*REQUIRED WORK*. Without leaving out a single line, copy the records exactly.

*DATA EXCERPTS*.
----

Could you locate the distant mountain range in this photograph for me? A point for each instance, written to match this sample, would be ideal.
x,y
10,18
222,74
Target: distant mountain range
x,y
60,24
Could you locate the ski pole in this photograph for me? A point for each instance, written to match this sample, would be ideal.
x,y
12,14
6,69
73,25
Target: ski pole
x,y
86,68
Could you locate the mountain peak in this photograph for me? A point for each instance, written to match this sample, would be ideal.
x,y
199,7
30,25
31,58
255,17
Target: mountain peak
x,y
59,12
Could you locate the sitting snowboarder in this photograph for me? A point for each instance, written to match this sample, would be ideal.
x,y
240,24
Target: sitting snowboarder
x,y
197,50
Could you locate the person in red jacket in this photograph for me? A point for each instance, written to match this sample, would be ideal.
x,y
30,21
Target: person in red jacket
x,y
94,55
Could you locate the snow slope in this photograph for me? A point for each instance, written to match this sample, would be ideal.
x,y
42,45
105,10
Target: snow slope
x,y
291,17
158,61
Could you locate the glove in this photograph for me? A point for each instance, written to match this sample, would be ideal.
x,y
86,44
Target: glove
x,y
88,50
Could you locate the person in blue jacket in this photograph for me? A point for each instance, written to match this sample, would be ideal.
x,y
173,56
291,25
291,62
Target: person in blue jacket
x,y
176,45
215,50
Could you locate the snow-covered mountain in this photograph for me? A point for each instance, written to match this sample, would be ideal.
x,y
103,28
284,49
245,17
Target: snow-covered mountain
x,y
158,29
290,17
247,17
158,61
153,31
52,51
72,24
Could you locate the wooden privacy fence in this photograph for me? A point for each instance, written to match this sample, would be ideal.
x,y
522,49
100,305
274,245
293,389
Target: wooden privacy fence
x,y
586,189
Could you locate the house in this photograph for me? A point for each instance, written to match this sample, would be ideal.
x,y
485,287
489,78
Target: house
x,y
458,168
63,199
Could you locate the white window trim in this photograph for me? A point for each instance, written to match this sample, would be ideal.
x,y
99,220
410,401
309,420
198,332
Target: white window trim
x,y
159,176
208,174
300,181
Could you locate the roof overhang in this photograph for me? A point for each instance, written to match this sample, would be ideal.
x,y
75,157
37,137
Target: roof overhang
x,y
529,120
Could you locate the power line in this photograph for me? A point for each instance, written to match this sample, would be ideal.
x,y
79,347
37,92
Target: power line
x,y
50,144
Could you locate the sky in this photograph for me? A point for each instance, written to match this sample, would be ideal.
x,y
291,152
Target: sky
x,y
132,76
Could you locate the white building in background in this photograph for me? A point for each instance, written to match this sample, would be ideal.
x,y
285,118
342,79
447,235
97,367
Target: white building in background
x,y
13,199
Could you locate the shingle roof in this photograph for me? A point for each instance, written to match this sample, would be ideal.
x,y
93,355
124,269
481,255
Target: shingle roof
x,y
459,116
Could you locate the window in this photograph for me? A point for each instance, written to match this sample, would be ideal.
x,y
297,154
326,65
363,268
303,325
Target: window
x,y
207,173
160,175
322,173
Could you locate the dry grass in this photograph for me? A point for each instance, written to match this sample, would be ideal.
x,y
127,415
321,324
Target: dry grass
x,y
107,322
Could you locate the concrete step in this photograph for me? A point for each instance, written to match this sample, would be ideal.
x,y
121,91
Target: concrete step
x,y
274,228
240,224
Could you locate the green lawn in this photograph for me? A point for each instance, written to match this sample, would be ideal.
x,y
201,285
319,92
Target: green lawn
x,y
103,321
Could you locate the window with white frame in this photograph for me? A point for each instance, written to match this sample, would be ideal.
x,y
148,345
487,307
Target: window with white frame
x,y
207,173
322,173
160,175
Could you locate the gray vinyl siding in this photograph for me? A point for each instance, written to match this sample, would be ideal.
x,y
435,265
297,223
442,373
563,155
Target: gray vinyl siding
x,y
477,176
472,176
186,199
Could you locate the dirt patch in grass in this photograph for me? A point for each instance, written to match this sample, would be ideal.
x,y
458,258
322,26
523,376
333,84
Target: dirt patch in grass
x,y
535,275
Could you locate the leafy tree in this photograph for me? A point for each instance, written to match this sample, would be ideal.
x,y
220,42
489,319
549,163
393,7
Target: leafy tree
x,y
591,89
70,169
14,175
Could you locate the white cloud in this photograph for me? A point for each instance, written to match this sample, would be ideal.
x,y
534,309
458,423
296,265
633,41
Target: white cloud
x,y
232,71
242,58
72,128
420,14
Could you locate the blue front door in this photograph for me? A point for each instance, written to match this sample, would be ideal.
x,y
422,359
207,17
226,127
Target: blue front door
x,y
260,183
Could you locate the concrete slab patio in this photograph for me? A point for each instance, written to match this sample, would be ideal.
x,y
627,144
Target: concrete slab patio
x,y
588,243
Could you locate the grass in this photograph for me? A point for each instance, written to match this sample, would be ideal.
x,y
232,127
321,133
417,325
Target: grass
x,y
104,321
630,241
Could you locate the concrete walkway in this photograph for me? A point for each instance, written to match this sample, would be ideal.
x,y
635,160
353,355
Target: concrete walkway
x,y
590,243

----

*SOLUTION*.
Could you locate the distant mountain range in this photograph for me? A point for each instance, written to match this sample, would be ideal.
x,y
10,18
222,74
Target: distant mountain range
x,y
60,24
Could you locate the ski pole in this photograph for me? A point for each instance, written to match this sample, would be ideal.
x,y
12,14
6,69
73,25
Target: ski pole
x,y
86,68
Could you locate the mountain peak in this photograph for me? A point for each instance, written to match this sample, would be ideal.
x,y
199,7
30,25
31,58
255,17
Target: mountain peak
x,y
59,12
Could you locate the sitting snowboarder in this photograph for me? A point for each instance, written to match this sample, would be ideal.
x,y
240,24
Target: sitting snowboarder
x,y
197,50
Could you locate the person in red jacket in this photograph for me? A point for each instance, written to match this sample, would be ideal.
x,y
30,21
Target: person in red jacket
x,y
94,55
Could you locate the snow slope in this photograph for me? A point for each instance, written to match this sample, would be ideal.
x,y
42,45
105,10
Target: snow slope
x,y
291,17
158,61
Could you locate the glove in this photograph for me? A point for each instance, written to match this sample, would be ideal.
x,y
86,44
Target: glove
x,y
88,50
Could you locate the person in blue jacket in this photograph for me? A point for each instance, written to match this sample, would be ideal.
x,y
173,56
291,25
291,62
Target: person in blue jacket
x,y
176,45
215,50
Could you locate the snow-covered mountain in this photograph for me? A point for each instance, written to match this sample, would be ideal.
x,y
103,28
284,49
245,17
Target: snow-covered mountain
x,y
158,29
290,17
247,17
158,61
153,31
52,51
72,24
Could you locate the wooden privacy fence in this photograph for me? A point for each instance, written to match this sample, would be ideal.
x,y
522,49
100,305
274,245
293,389
Target: wooden privacy fence
x,y
586,189
Could you locate the house in this photograph for me? A point for each instance, written to match this sample, would be ideal.
x,y
485,287
489,78
Target: house
x,y
458,168
63,199
Could you locate the white window trim in this photograph for me? A point for each instance, written to match this sample, would be ideal.
x,y
99,220
410,401
309,420
198,332
Target: white window trim
x,y
159,176
208,174
300,181
Could you locate the roof overhang in this photograph for me? A point for each instance, written to match this sample, would be ideal.
x,y
75,157
37,137
Target: roof overhang
x,y
529,120
Could you locate the power line in this photograph for me? A point for each instance, written to match this sample, would be ideal.
x,y
79,347
37,92
Target: power line
x,y
50,144
Could you locate the sky in this photograph for me? A point for each instance, written to match this sample, would be ideal.
x,y
291,152
Target: sky
x,y
132,76
Could you locate the white building in background in this photograph for me? A point for each instance, written to match this sample, would be ideal.
x,y
285,118
342,79
447,235
97,367
Target: white building in background
x,y
13,199
Could you locate the shingle roof in this photograph for me? A point for each instance, written to match this sample, would be ideal.
x,y
93,355
124,269
481,255
Target: shingle roof
x,y
459,116
Could you locate the window in this photograph for me? A point for each instance, written to match this sample, would be ideal.
x,y
297,154
326,65
363,268
303,325
Target: window
x,y
207,173
160,175
322,173
Could you locate the dry grass in this photograph for me? A point for each instance, written to match this sample, would be ideal.
x,y
127,415
321,324
Target: dry grass
x,y
107,322
Could you locate the concrete step in this photograph for me? A point for each instance, written to match this sample, would be ideal.
x,y
121,91
Target: concrete step
x,y
274,228
240,224
Could you locate the green lawn in this photograph for me? A point for each instance, written to match this sample, would be ideal.
x,y
201,285
319,92
Target: green lawn
x,y
103,321
Could you locate the window with white frame in this photograph for me? A point for each instance, written to match this sample, would be ideal.
x,y
148,345
487,307
Target: window with white frame
x,y
207,173
322,173
160,175
Could you locate the gray vinyl siding in this photograph for me? A point for each instance, written to match this sample, would be ideal.
x,y
435,265
297,223
442,373
563,155
Target: gray vinyl siding
x,y
477,176
472,176
186,199
Could you locate the dirt patch in grass in this photograph for me? A point for each instance, written to match this sample, would be ideal.
x,y
458,258
322,26
523,376
333,84
Target: dirt patch in grass
x,y
535,275
Could you locate the leafy tree in this photograph for me? A point for each instance, written to match this sample, would be ideal.
x,y
220,42
489,319
549,163
393,7
Target: leafy tree
x,y
591,89
70,169
14,175
Could you locate the white cloud in this photograph for me? A point for each instance, written to match this sample, would be ideal.
x,y
534,309
458,423
296,265
633,41
Target: white cloud
x,y
232,71
242,58
72,128
420,14
Could you locate the blue front door in this photograph for me? A point for each instance, written to match this sample, would be ideal.
x,y
422,359
207,17
226,127
Target: blue front door
x,y
260,183
Could you locate the concrete slab patio in this photograph for me? A point for each instance, written to match this sample, would be ideal.
x,y
627,144
Target: concrete slab patio
x,y
588,243
Could you locate the grass in this photograph for me? A point for each instance, written to match this sample, would be ideal.
x,y
232,127
321,133
417,325
Target: grass
x,y
104,321
630,241
Could you locate the concrete walkway in this photograph for me? A point for each instance, written to match this sample, would be ideal.
x,y
635,160
353,355
Target: concrete walkway
x,y
590,243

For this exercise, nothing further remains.